Document extract:
◇ ◇ ◇ ◇ ◇ ◇ ◇

Datasets

Dataset

class tamr_unify_client.dataset.resource.Dataset(client, data, alias=None)[source]

A Tamr dataset.

property name
Type

str

property external_id
Type

str

property description
Type

str

property version
Type

str

property tags
Type

list[str]

property key_attribute_names
Type

list[str]

property attributes

Attributes of this dataset.

Returns

Attributes of this dataset.

Return type

AttributeCollection

upsert_from_dataframe(df, *, primary_key_name, ignore_nan=True)[source]

Upserts a record for each row of df with attributes for each column in df.

Parameters
  • df (DataFrame) – The data to upsert records from.

  • primary_key_name (str) – The name of the primary key of the dataset. Must be a column of df.

  • ignore_nan (bool) – Whether to convert NaN values to null before upserting records to Tamr. If False and NaN is in df, this function will fail. Optional, default is True.

Return type

dict

Returns

JSON response body from the server.

Raises

KeyError – If primary_key_name is not a column in df.

upsert_records(records, primary_key_name, **json_args)[source]

Creates or updates the specified records.

Parameters
  • records (iterable[dict]) – The records to update, as dictionaries.

  • primary_key_name (str) – The name of the primary key for these records, which must be a key in each record dictionary.

  • **json_args – Arguments to pass to the JSON dumps function, as documented here. Some of these, such as indent, may not work with Tamr.

Returns

JSON response body from the server.

Return type

dict

delete_records(records, primary_key_name)[source]

Deletes the specified records.

Parameters
  • records (iterable[dict]) – The records to delete, as dictionaries.

  • primary_key_name (str) – The name of the primary key for these records, which must be a key in each record dictionary.

Returns

JSON response body from the server.

Return type

dict

delete_records_by_id(record_ids)[source]

Deletes the specified records.

Parameters

record_ids (iterable) – The IDs of the records to delete.

Returns

JSON response body from the server.

Return type

dict

delete_all_records()[source]

Removes all records from the dataset.

Returns

HTTP response from the server

Return type

requests.Response

refresh(**options)[source]

Brings dataset up-to-date if needed, taking whatever actions are required.

Parameters

**options – Options passed to underlying Operation . See apply_options() .

Returns

The refresh operation.

Return type

Operation

profile()[source]

Returns profile information for a dataset.

◇ ◇ ◇ ◇ ◇ ◇ ◇

Listed records:
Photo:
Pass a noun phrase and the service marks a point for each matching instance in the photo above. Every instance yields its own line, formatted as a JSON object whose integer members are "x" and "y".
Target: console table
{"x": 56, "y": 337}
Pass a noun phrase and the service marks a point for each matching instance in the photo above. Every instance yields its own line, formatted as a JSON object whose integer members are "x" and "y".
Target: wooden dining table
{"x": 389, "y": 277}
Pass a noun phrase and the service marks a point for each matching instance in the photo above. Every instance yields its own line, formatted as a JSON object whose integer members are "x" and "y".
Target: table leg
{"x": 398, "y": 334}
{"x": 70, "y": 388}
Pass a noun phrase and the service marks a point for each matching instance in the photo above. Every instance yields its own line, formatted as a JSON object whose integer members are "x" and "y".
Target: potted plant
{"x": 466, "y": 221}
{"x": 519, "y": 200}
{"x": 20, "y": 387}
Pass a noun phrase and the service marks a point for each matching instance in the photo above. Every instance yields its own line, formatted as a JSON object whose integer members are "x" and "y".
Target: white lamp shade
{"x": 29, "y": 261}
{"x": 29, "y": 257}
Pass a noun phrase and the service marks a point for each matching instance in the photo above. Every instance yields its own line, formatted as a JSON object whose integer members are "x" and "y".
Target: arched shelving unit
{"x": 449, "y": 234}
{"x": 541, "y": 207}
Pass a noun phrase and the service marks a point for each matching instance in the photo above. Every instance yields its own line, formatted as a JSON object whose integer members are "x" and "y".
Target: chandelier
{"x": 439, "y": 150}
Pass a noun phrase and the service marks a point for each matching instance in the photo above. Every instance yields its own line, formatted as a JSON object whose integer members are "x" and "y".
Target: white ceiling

◇ ◇ ◇ ◇ ◇ ◇ ◇

Short exercise: Resume the Tamr dataset API reference after its last line, keeping its format and style. The items come from a separate source and are unrelated to the Tamr dataset reference.

The response:
If profile information has not been generated, call create_profile() first. If the returned profile information is out-of-date, you can call refresh() on the returned object to bring it up-to-date.

Returns

Dataset Profile information.

Return type

DatasetProfile

create_profile(**options)[source]

Create a profile for this dataset.

If a profile already exists, the existing profile will be brought up to date.

Parameters

**options – Options passed to underlying Operation . See apply_options() .

Returns

The operation to create the profile.

Return type

Operation

records()[source]

Stream this dataset’s records as Python dictionaries.

Returns

Stream of records.

Return type

Python generator yielding dict

status()[source]

Retrieve this dataset’s streamability status.

Returns

Dataset streamability status.

Return type

DatasetStatus

usage()[source]

Retrieve this dataset’s usage by recipes and downstream datasets.

Returns

The dataset’s usage.

Return type

DatasetUsage

from_geo_features(features, geo_attr=None)[source]

Upsert this dataset from a geospatial FeatureCollection or iterable of Features.

features can be:

  • An object that implements __geo_interface__ as a FeatureCollection (see https://gist.github.com/sgillies/2217756)

  • An iterable of features, where each element is a feature dictionary or an object that implements the __geo_interface__ as a Feature

  • A map where the “features” key contains an iterable of features

See: geopandas.GeoDataFrame.from_features()

If geo_attr is provided, then the named Tamr attribute will be used for the geometry. If geo_attr is not provided, then the first attribute on the dataset with geometry type will be used for the geometry.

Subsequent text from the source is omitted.